Scaling LeanMQ
This guide covers strategies for scaling LeanMQ to handle high message volumes, improve throughput, and ensure reliability under load.
Understanding Scaling Challenges
As your application grows, you'll face several scaling challenges:
- Message volume: More messages being sent and processed
- Processing throughput: Need to process messages faster
- Reliability under load: Maintaining performance during traffic spikes
- Resource usage: Efficient use of CPU, memory, and network resources
- Redis limitations: Working within the constraints of Redis
Vertical vs. Horizontal Scaling
LeanMQ supports both vertical and horizontal scaling approaches:
Vertical Scaling
Vertical scaling involves adding more resources to a single instance:
- Using a more powerful Redis server
- Increasing memory allocation
- Running more worker threads in a single process
Horizontal Scaling
Horizontal scaling involves distributing the load across multiple instances:
- Running multiple webhook service instances
- Using Redis Cluster for distributed storage
- Partitioning queues across different Redis instances
Multi-Worker Processing
The simplest way to scale LeanMQ is to run multiple worker processes:
python
import multiprocessing
def start_worker(worker_id):
"""Start a webhook worker process."""
print(f"Starting worker {worker_id}")
# Initialize webhook
webhook = LeanMQWebhook(
redis_host="localhost",
redis_port=6379,
redis_db=0,
prefix="webhook:" # Same prefix for all workers
)
# Register handlers
@webhook.get("/order/status/")
def process_order_status(data):
print(f"Worker {worker_id} processing order {data['order_id']}")
# Process the message...
@webhook.get("/product/inventory/")
def process_inventory_update(data):
print(f"Worker {worker_id} processing product {data['product_id']}")
# Process the message...
# Start the service
service = webhook.run_service()
try:
# Keep the worker alive
while service.is_alive():
time.sleep(1)
except KeyboardInterrupt:
print(f"Worker {worker_id} shutting down...")
finally:
service.stop()
webhook.close()
def main():
"""Start multiple worker processes."""
# Determine number of workers based on CPU cores
num_workers = max(2, multiprocessing.cpu_count())
print(f"Starting {num_workers} worker processes")
# Start worker processes
processes = []
for i in range(num_workers):
process = multiprocessing.Process(target=start_worker, args=(i,))

☆ ☆ ☆ ☆ ☆ ☆ ☆

Goal:
Answer these from the LeanMQ scaling guide:
(a) What does the guide call the simplest way to scale LeanMQ?
(b) According to the guide, what does vertical scaling involve?
(c) Which Redis port does the worker code connect to?

Recorded information:
☆ ☆ ☆ ☆ ☆ ☆ ☆

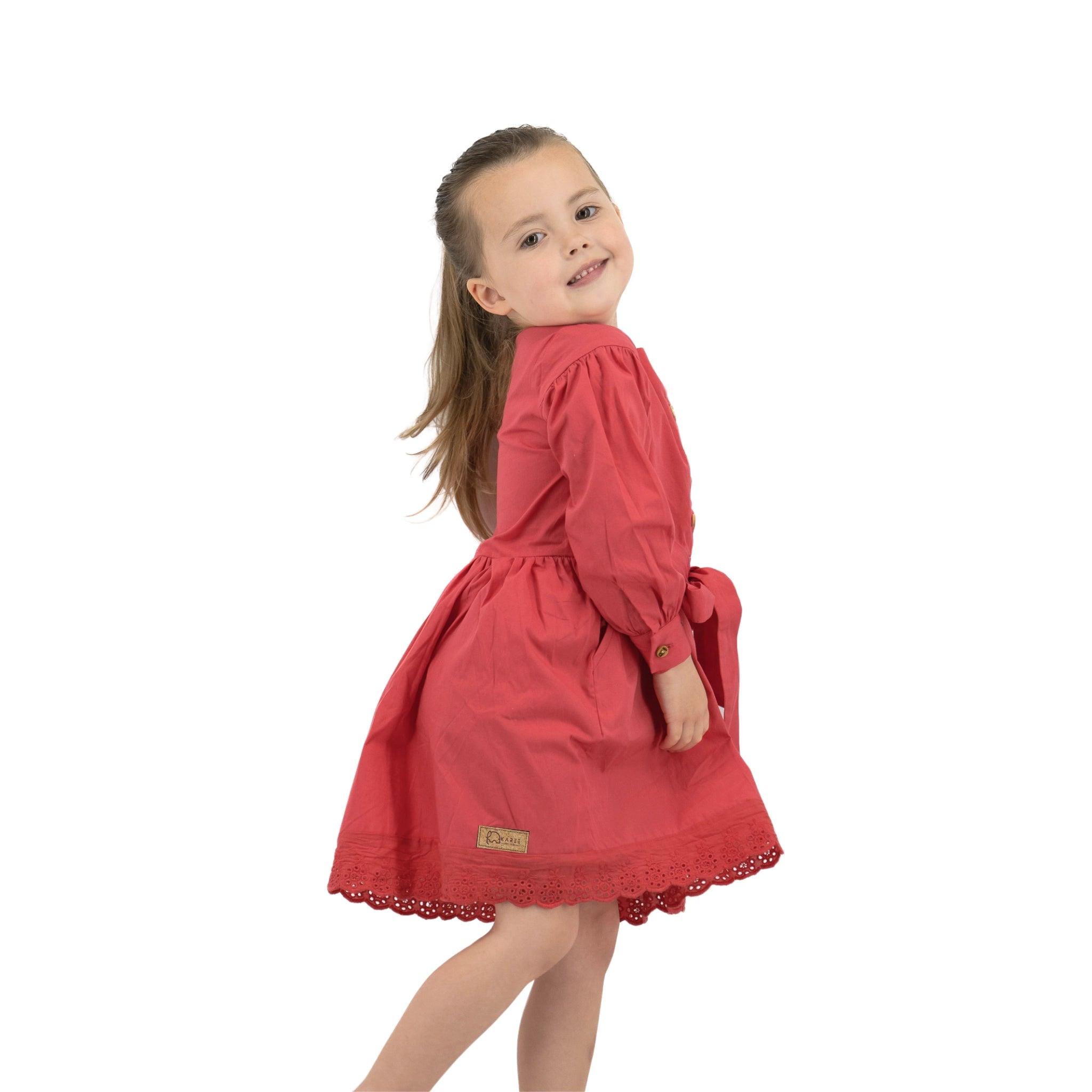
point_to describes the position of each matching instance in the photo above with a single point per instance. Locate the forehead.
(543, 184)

☆ ☆ ☆ ☆ ☆ ☆ ☆

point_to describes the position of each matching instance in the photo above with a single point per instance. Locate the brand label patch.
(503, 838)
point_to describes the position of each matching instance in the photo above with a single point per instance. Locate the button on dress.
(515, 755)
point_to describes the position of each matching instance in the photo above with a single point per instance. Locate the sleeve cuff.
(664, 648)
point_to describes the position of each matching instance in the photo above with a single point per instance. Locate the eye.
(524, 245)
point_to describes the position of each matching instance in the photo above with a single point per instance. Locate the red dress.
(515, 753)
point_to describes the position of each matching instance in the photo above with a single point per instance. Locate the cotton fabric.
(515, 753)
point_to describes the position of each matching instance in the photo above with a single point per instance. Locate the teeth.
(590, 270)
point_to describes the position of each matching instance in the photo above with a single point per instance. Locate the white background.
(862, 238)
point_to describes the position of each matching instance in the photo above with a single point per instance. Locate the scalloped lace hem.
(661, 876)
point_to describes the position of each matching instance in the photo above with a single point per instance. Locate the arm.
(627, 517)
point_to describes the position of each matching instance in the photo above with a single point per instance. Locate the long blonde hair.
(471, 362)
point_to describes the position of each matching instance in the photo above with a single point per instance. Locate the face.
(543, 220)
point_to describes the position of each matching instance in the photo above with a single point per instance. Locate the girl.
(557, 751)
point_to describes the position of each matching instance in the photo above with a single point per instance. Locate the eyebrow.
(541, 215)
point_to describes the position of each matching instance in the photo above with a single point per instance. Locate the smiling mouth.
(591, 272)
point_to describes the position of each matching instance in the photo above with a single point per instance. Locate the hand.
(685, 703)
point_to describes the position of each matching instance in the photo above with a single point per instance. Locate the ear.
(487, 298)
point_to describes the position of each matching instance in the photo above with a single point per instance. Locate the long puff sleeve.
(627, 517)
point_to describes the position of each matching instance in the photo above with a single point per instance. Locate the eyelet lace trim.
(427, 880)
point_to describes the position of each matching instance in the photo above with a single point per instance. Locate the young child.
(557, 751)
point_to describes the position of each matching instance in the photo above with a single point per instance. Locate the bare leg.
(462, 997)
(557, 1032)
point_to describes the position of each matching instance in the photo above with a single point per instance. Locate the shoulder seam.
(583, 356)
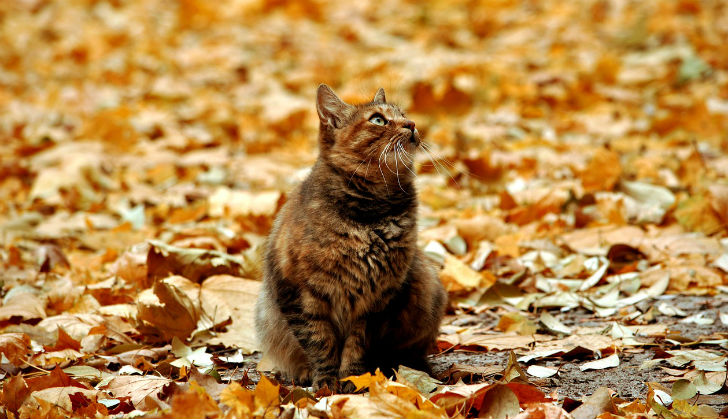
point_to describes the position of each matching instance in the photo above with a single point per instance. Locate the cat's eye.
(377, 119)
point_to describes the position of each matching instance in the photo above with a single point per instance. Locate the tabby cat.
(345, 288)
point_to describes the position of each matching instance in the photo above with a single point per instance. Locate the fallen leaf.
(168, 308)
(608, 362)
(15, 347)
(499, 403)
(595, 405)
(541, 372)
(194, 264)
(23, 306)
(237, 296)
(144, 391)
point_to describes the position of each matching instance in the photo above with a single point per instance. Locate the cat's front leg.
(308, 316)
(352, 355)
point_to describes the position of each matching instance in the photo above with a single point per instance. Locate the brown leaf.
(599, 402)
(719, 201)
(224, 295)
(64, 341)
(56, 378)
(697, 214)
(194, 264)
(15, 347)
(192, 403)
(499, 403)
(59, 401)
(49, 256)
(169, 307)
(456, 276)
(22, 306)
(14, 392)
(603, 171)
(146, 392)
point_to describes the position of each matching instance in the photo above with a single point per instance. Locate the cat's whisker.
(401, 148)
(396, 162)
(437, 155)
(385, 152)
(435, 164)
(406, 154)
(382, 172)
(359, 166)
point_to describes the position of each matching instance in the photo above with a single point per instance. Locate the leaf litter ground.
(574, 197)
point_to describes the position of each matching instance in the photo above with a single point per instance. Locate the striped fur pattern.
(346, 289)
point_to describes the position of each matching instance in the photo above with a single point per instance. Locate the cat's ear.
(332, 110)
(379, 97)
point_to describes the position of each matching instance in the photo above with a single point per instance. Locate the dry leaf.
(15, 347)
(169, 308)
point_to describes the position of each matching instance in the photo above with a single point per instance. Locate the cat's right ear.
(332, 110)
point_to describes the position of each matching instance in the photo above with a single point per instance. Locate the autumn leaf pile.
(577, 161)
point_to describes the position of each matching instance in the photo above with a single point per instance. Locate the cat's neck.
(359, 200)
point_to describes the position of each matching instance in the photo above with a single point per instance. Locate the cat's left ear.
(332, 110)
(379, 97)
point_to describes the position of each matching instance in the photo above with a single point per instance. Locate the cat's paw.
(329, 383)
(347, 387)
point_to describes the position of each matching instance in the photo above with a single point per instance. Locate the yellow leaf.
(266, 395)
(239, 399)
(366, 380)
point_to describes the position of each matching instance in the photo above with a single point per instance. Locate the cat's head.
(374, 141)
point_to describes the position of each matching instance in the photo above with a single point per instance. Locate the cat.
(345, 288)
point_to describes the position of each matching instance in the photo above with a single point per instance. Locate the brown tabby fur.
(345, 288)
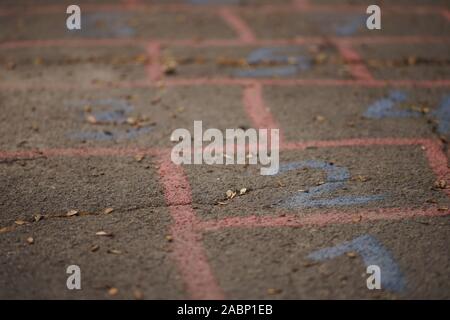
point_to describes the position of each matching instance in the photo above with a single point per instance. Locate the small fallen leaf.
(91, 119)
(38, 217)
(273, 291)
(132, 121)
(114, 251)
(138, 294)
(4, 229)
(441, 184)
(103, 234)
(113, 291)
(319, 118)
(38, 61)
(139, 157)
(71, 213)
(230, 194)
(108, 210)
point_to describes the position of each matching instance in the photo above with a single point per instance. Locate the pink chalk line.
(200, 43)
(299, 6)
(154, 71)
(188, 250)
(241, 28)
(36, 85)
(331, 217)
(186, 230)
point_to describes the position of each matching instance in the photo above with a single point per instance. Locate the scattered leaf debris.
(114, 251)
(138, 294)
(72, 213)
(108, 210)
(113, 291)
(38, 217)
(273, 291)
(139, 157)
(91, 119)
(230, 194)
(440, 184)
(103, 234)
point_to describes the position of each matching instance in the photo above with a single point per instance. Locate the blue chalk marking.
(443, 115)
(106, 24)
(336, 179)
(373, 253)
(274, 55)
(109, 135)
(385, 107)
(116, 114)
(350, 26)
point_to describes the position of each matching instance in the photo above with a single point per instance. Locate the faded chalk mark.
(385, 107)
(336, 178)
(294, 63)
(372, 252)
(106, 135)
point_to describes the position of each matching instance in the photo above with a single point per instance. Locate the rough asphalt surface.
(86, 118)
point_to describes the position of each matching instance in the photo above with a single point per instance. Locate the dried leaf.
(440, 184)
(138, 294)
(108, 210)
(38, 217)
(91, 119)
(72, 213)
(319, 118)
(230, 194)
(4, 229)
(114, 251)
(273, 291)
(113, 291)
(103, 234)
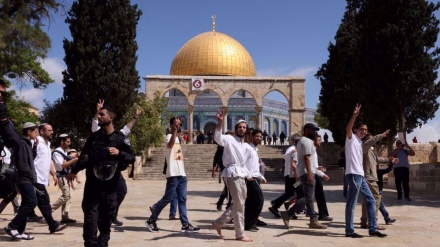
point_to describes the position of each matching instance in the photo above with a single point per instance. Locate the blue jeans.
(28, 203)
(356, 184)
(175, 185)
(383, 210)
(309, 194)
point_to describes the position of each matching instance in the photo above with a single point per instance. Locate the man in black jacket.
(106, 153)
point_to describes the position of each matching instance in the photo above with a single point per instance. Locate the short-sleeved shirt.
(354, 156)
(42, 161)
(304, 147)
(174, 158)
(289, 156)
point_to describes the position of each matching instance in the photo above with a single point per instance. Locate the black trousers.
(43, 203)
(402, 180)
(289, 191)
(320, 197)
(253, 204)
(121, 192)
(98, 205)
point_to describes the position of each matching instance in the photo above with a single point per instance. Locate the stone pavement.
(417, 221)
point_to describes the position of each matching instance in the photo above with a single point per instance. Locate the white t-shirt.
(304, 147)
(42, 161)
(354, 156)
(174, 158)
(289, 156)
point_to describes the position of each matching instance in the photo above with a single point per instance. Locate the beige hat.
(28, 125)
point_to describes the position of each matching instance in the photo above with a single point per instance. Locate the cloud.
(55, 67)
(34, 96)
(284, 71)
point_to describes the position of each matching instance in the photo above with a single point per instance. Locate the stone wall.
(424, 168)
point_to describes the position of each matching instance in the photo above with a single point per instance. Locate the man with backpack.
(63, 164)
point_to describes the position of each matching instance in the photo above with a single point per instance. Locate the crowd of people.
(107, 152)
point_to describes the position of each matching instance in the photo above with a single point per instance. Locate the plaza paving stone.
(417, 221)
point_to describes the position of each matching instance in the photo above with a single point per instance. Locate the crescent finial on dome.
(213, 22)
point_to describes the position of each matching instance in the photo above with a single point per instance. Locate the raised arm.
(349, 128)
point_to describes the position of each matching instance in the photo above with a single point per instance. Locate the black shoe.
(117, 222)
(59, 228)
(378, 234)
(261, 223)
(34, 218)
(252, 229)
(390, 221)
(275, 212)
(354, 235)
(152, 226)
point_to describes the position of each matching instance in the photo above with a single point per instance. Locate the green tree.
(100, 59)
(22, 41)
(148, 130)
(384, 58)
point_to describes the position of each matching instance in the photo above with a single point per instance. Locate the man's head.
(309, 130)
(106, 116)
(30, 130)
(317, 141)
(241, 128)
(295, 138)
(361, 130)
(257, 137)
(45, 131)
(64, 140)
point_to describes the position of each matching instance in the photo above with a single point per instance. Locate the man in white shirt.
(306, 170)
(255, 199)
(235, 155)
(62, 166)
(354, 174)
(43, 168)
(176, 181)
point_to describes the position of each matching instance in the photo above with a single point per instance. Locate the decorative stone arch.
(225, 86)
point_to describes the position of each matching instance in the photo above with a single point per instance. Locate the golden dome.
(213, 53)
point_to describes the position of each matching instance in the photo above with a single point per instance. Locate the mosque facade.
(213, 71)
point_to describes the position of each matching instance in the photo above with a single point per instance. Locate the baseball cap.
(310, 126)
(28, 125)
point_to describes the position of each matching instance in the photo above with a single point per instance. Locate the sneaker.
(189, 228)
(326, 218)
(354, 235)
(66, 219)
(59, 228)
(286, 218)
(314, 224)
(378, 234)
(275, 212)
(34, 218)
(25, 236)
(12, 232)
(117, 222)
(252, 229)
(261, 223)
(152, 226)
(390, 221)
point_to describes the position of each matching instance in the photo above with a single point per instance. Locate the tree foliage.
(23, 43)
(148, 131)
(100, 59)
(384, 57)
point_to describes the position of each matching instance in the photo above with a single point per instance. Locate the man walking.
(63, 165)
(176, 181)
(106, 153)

☆ ☆ ☆ ☆ ☆ ☆ ☆

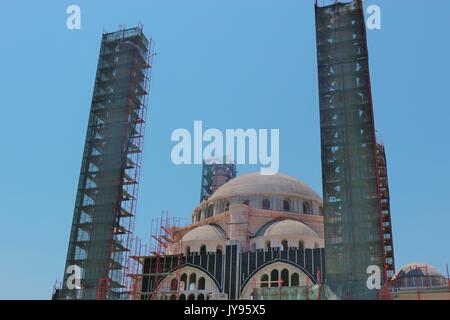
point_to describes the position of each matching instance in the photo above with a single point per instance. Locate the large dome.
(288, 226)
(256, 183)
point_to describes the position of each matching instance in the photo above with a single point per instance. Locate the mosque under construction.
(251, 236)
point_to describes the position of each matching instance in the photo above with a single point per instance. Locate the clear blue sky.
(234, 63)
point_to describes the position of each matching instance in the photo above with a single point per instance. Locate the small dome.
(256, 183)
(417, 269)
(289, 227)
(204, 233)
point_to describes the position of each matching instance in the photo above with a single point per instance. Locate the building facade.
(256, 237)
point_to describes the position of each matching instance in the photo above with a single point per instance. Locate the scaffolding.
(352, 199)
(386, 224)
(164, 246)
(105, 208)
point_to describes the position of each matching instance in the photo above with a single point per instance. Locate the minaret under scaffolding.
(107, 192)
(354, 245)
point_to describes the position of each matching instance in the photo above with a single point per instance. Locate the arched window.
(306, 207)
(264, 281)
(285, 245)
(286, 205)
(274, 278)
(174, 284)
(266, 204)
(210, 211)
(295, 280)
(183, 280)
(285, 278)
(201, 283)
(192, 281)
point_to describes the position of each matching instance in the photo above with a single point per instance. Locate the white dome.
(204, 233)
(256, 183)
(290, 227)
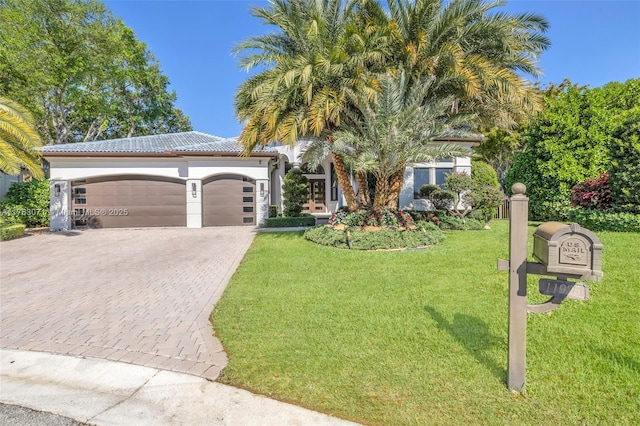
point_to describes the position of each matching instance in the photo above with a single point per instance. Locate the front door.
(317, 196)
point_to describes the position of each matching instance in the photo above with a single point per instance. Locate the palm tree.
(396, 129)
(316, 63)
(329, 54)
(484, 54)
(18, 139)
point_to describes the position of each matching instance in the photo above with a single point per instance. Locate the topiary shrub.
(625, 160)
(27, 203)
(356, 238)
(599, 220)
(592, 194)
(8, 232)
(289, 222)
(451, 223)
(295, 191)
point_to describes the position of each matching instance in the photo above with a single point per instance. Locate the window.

☆ ☆ ☆ ☆ ☆ ☆ ☆

Written response:
(a) Running multiple worker processes.
(b) Adding more resources to a single instance.
(c) 6379.